#### ENTRIES PROVIDED

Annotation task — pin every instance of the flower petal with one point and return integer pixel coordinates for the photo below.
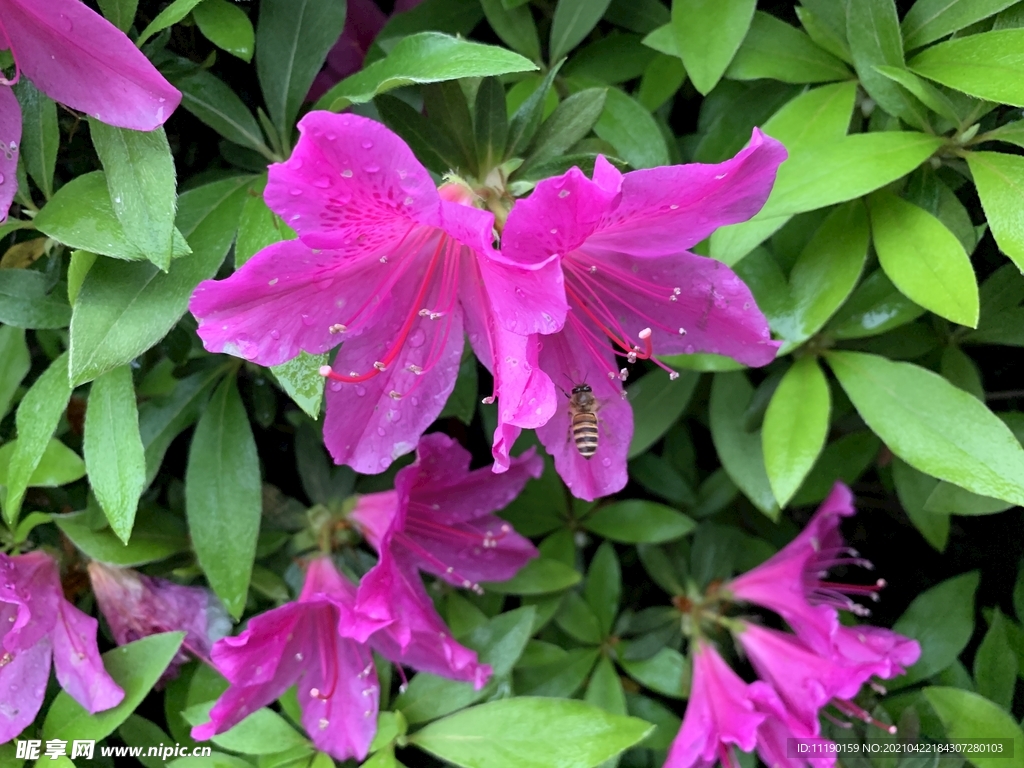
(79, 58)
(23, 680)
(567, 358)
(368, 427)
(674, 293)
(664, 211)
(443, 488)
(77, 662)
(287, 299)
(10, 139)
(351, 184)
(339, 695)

########
#### ENTRIES PROVIDED

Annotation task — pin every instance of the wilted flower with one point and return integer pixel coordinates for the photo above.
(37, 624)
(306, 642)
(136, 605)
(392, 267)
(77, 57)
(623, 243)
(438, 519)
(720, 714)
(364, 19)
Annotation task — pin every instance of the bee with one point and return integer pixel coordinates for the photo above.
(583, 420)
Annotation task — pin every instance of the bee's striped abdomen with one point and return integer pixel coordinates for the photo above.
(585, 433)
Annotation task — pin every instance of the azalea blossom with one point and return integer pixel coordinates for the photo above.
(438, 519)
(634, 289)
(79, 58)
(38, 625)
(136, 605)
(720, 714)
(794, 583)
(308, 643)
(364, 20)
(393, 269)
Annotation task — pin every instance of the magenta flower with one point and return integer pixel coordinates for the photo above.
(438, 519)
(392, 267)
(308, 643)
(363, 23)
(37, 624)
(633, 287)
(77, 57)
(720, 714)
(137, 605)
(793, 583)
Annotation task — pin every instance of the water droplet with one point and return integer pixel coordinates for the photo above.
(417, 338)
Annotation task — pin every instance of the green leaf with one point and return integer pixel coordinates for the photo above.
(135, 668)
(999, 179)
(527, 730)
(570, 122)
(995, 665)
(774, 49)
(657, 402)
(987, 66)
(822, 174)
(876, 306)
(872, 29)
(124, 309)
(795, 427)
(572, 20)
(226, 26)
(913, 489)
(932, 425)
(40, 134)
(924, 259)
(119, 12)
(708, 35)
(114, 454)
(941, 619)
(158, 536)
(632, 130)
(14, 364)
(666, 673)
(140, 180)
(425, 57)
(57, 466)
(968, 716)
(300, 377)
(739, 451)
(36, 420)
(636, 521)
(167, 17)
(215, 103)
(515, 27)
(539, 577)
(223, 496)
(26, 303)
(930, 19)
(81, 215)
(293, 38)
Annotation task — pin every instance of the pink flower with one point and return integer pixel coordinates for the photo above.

########
#### ENTRIES PROVIDED

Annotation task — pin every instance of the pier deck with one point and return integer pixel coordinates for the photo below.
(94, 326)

########

The lines above starting at the one that contains "Annotation task — pin every instance of the bee's" and ending at the one that contains "Annotation task — pin every instance of the pink" must be transcribed exactly, and no other lines may appear.

YOUR RESPONSE:
Annotation task — pin every instance of the bee's striped abdomen with one point and return integer pixel coordinates for the photo above.
(585, 433)
Annotation task — pin every instance of the azalea blossom with one point and return integer pixel coordinates for the photo above.
(438, 519)
(634, 289)
(79, 58)
(38, 625)
(136, 605)
(720, 714)
(794, 583)
(308, 643)
(364, 20)
(393, 269)
Annotation task — pin every instance of the magenta flower with one point and return integer pixel coordinates for the photo above.
(438, 519)
(392, 267)
(308, 643)
(363, 23)
(37, 624)
(633, 287)
(77, 57)
(720, 714)
(137, 605)
(793, 583)
Annotation task — pin every instance of the water droplet with one point and return integer pixel coordinates for the photo above.
(417, 338)
Annotation task — pin every instance of the green leaf with one point and return integer pixel coordinates for the photo above.
(135, 668)
(999, 179)
(527, 730)
(570, 122)
(995, 665)
(774, 49)
(657, 402)
(987, 66)
(822, 174)
(876, 306)
(872, 29)
(124, 309)
(795, 427)
(572, 20)
(226, 26)
(913, 489)
(932, 425)
(40, 134)
(924, 259)
(119, 12)
(708, 35)
(114, 454)
(941, 619)
(158, 536)
(632, 130)
(14, 364)
(666, 673)
(140, 180)
(425, 57)
(57, 466)
(968, 716)
(300, 377)
(739, 451)
(36, 420)
(636, 521)
(167, 17)
(215, 103)
(515, 27)
(539, 577)
(223, 496)
(26, 303)
(930, 19)
(81, 215)
(293, 38)
Annotation task — pin every instance of the pink flower with one point and return integer pixel coordinates for the photo above.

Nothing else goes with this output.